TASK GOAL: Everything from the line containing "Target: man filming with phone" to the last line of the records must be returned verbatim; nothing else belongs in the output.

MATERIAL TO PROCESS:
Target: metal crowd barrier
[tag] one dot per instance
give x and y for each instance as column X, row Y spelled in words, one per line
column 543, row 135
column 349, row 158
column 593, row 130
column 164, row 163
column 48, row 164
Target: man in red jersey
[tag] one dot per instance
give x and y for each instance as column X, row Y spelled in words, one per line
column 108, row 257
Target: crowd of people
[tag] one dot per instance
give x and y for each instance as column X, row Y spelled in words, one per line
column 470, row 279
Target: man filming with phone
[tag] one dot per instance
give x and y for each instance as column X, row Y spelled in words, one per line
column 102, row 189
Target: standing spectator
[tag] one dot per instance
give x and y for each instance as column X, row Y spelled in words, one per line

REPLY TO THE TASK:
Target: man filming with phone
[tag] one dot per instance
give x and y for each instance as column X, row Y spelled in words, one per line
column 102, row 189
Target: standing spectator
[tag] one dot per instance
give x and y for each instance as column X, row Y spelled in words, one per line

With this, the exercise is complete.